[Given passage]
--------------------------------------------------
Note

This notebook serves as an example for implementing a standard algorithm in an \((f,h)\)-representation. This notebooks also serves as a template for those who wish to contribute algorithms to the Community Library. Implementation advice is given in green; templating advice is given in blue.

Example: Kalman Filter

The title of the notebook should be the name of the algorithm you’re implemeting. The text beneath the title should serve as a general overview of your algorithm.

The Kalman filter is a (linearly) optimal state estimation algorithm (given Gaussian process and measurement noise). This algorithm works by employing two phases: a prediction phase and an update phase.

During the prediction phase, the state estimate and its associated uncertainty are propagated forward in time using the system’s dynamical model, without reference to new measurements. This step answers the question: given what we believed at the previous time step, what do we expect the state to be now?

In the update phase, incoming measurements are incorporated to correct the predicted state. The discrepancy between the predicted measurement and the actual measurement (the innovation) is used to adjust the state estimate in a statistically optimal way, balancing model confidence against measurement reliability. The Kalman gain determines how much the estimate should trust the model versus the data, and is computed directly from the predicted covariance and the measurement noise.

By alternating between prediction and update, the Kalman filter produces a recursive estimate of the system state that minimizes mean-squared estimation error among all linear unbiased estimators. Importantly, the filter does not require storing the full measurement history: all relevant information is compactly summarized in the current state estimate and its covariance (via Bayesian magic).

Add helpful links if appropriate.

For further information, read the Wikipedia article. For Kalman’s original paper on arxiv, which has a wonderful manifold projection interpretation of optimal estimation, read the paper here .

If your algorithm is included in the pykal.algorithm_library, then include a link to the API reference.

The Kalman filter dynamical system as implemented in this notebook may be found in the API reference under “Estimators”: Kalman Filter.

Definition of Algorithm

Notation and Assumptions

Here you define variables, terminology, and notation, as well as relevant assumptions (e.g. Gaussian noise)

We model a discrete-time linear dynamical system with Gaussian noise by

\[\begin{split} \begin{aligned} x_{k+1} &= F_k x_k + B_k u_k + w_k, \\ y_k &= H_k x_k + v_k. \end{aligned} \end{split}\]

Where

\(x_k \in \mathbb{R}^n\) is the (hidden) state at time step \(k\),
\(u_k \in \mathbb{R}^p\) is a known control input,
\(y_k \in \mathbb{R}^m\) is the measurement,
\(F_k \in \mathbb{R}^{n\times n}\) is the state transition matrix,
\(B_k \in \mathbb{R}^{n\times p}\) is the control-input matrix,
\(H_k \in \mathbb{R}^{m\times n}\) is the measurement matrix.
--------------------------------------------------
[Collected material]

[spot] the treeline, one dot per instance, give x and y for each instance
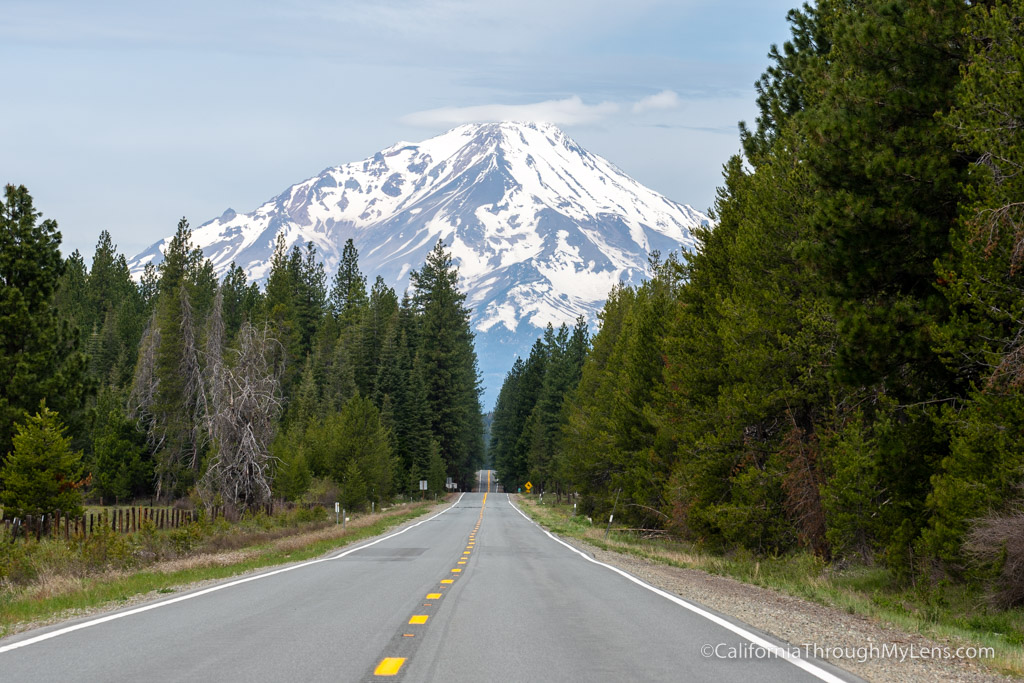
(839, 365)
(186, 385)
--------------------------------------------------
[Directions]
1. From the Kalman filter page, pull out the passage starting with "The title of" and going on through "state to be now?".
2. According to the Kalman filter page, what determines how much the estimate should trust the model versus the data?

[Full answers]
1.
The title of the notebook should be the name of the algorithm you’re implemeting. The text beneath the title should serve as a general overview of your algorithm.

The Kalman filter is a (linearly) optimal state estimation algorithm (given Gaussian process and measurement noise). This algorithm works by employing two phases: a prediction phase and an update phase.

During the prediction phase, the state estimate and its associated uncertainty are propagated forward in time using the system’s dynamical model, without reference to new measurements. This step answers the question: given what we believed at the previous time step, what do we expect the state to be now?

2. The Kalman gain.